**Aufgaben**
(1) Wie viele neue Flugbegleiter*innen will Lufthansa laut dem Text über das Casting in Mainz insgesamt einstellen?
(2) Schreiben Sie aus dem Text über das Casting in Mainz alles von "Über das bisherige" bis hinunter zu "Anmeldung. Ohne Lebenslauf." wortgetreu ab.

Früh am Morgen hat sich vor einem Hotel in Mainz eine Schlange gebildet. Vereinzelt finden sich ein paar Männer in Anzug in der Menge. Hauptsächlich gehen aber Frauen in Kostüm und mit strengen Frisuren auf hohen Schuhen über den roten Teppich in das Gebäude. In Taschenspiegeln überprüfen sie ein letztes Mal Schminke und Haar, bevor ihnen ein mit Nummer bedrucktes Bändchen um das Handgelenk gebunden wird. Das Casting beginnt.

Gesucht werden dabei keine Models, Gesangstalente oder Schauspieler*innen – sondern Flugbegleiter*innen. Lufthansa sucht dringend neues Kabinenpersonal: 2800 neue Flugbegleiter*innen will die Airline einstellen, davon 1400 beim Mutterunternehmen, die übrigen bei den Töchtern.

Über das bisherige Online-Verfahren hat die Fluggesellschaft nicht genug Bewerber*innen erreicht, daher hat sie sich etwas Neues ausgedacht: ein eintägiges Casting im Stil von "Germany's Next Topmodel" oder "Deutschland sucht den Superstar".

Wochenlang warb die Airline auf Plakaten und im Netz dafür. Jetzt sind mehr als 750 Bewerber*innen nach Mainz gekommen, um sich vorzustellen. Wer einen Personalausweis dabei hat und mindestens 17 und ein halbes Jahr alt ist, darf an dem Casting teilnehmen. Ohne Anmeldung. Ohne Lebenslauf.

Hippes Casting, klassisches Image

Joana Wollweber ist eine Wartenden vor dem Hotel. Um 9.15 Uhr ist die Mainzerin gekommen, um rechtzeitig zum Beginn um 10 Uhr da zu sein. Gestern hatte sie ihre letzte Abiturprüfung. Fürs Feiern war noch keine Zeit, schließlich wollte sie fit fürs Casting sein. Der Beruf Flugbegleiter*in fasziniert sie, Joana reist gerne und viel. "Es wäre traumhaft, wenn ich mein Hobby mit dem Beruf verbinden könnte und damit auch noch Geld verdiene", sagt sie. Was sie nach dem Abi machen wollte, wusste sie sowieso noch nicht so genau. "Ich denke, jetzt ist der perfekte Zeitpunkt, um für einige Zeit als Flugbegleiterin zu arbeiten." Vorbereiten konnte Joana sich wegen ihrer Abiprüfungen auf das Casting nicht. Ihre Strategie: Gucken, was kommt, spontan das Beste geben und hoffen, dass es reicht.

**Angezeigte Informationen**

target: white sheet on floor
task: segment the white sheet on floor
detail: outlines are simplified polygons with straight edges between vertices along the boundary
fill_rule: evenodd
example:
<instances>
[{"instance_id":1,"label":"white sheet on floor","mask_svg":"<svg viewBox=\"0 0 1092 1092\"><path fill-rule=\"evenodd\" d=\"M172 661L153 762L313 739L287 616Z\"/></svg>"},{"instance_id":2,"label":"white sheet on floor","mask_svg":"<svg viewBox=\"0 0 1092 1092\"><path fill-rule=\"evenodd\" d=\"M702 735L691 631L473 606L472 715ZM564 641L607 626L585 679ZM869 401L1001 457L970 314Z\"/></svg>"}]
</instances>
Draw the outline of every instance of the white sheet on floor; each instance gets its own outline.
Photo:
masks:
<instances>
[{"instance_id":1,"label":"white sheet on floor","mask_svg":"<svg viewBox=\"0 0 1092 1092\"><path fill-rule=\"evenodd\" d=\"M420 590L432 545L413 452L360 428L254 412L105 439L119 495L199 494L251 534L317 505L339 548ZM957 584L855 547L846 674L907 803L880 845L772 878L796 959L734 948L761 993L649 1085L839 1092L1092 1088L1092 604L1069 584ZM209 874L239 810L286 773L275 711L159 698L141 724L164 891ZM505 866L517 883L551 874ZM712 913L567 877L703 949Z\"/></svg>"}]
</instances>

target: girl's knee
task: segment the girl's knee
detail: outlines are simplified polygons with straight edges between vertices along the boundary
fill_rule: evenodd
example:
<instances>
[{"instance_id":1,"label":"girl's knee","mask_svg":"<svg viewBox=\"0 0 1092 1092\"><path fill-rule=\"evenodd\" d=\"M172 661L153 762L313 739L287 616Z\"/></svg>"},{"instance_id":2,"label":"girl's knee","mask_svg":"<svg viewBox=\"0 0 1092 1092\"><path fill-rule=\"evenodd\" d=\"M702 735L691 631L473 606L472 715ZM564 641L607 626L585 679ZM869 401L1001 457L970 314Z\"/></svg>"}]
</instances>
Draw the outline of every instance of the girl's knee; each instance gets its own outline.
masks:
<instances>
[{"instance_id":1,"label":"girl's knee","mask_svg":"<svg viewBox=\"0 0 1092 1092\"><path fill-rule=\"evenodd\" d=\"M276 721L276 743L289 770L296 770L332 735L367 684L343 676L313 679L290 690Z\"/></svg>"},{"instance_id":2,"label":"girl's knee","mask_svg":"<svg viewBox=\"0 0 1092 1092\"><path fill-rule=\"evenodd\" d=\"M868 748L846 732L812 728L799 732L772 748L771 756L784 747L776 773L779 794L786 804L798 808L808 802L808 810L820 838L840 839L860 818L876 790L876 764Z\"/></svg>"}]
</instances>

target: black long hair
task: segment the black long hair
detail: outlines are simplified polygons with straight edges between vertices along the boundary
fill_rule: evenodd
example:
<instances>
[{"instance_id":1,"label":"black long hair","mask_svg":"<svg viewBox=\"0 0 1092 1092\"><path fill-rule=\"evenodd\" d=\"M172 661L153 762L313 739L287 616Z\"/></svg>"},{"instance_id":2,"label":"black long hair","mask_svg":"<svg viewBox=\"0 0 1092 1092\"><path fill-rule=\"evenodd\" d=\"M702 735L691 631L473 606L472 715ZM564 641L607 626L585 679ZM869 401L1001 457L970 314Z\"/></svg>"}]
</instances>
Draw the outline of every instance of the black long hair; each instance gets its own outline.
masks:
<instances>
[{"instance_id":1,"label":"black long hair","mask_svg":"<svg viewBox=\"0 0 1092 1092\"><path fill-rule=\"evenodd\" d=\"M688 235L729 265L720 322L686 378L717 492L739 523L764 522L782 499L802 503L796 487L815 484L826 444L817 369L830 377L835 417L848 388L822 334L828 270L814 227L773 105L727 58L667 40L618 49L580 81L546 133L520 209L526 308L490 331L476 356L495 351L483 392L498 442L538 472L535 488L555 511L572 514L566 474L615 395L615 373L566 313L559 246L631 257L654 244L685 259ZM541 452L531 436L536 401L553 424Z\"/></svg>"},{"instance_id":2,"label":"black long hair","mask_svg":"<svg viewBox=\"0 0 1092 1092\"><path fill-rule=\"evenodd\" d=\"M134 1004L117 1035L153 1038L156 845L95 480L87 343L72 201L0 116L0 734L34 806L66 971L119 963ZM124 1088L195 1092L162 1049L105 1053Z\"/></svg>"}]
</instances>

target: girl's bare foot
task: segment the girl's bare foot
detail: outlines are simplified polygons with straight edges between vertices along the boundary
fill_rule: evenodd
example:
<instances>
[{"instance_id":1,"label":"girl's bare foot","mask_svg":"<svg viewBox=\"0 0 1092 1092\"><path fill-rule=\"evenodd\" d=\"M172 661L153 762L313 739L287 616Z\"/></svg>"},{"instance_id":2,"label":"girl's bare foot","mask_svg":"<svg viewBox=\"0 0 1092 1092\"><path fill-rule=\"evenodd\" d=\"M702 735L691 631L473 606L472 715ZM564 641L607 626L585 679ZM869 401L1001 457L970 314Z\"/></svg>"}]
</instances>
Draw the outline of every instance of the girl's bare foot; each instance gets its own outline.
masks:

**Antworten je Aufgabe**
(1) 2800, davon 1400 beim Mutterunternehmen.

(2)
Über das bisherige Online-Verfahren hat die Fluggesellschaft nicht genug Bewerber*innen erreicht, daher hat sie sich etwas Neues ausgedacht: ein eintägiges Casting im Stil von "Germany's Next Topmodel" oder "Deutschland sucht den Superstar".

Wochenlang warb die Airline auf Plakaten und im Netz dafür. Jetzt sind mehr als 750 Bewerber*innen nach Mainz gekommen, um sich vorzustellen. Wer einen Personalausweis dabei hat und mindestens 17 und ein halbes Jahr alt ist, darf an dem Casting teilnehmen. Ohne Anmeldung. Ohne Lebenslauf.